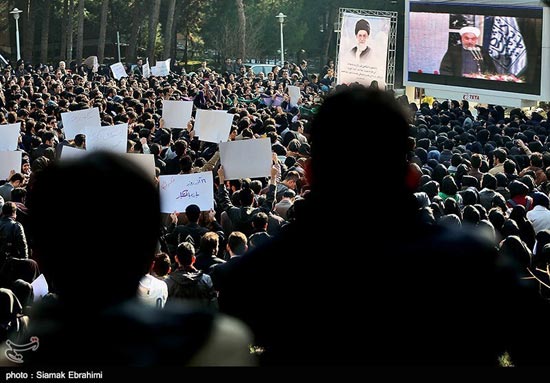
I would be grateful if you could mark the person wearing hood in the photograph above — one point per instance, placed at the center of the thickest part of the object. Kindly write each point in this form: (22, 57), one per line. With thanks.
(188, 283)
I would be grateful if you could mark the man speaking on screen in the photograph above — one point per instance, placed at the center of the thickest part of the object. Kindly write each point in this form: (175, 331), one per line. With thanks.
(467, 59)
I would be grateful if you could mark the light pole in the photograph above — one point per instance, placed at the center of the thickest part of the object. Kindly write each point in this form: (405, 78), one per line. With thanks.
(15, 12)
(281, 18)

::::

### Task objective
Every entry above, pictures excluded, needs to be duplicated exactly.

### Output below
I would be grateful if you could mark the person wearing hood in the photograph above — one point per instance, placed at the center of the thickest part of the object. Kindly write each point in this form: (22, 57), one per line. With thanks.
(188, 283)
I would be grateful if you could mark the man speaking on screen in the photograph above — one point per instance, placed at the center of the thickest part of the object. Kindly write each point in this form: (175, 331), one per line. With thanks.
(467, 59)
I would be grateful if you could mark the light pole in the photograph above — one point per instance, placed at the center of the thickest part of the object. Kindly write each point in this form: (405, 78), one per line. With thanks.
(15, 12)
(281, 18)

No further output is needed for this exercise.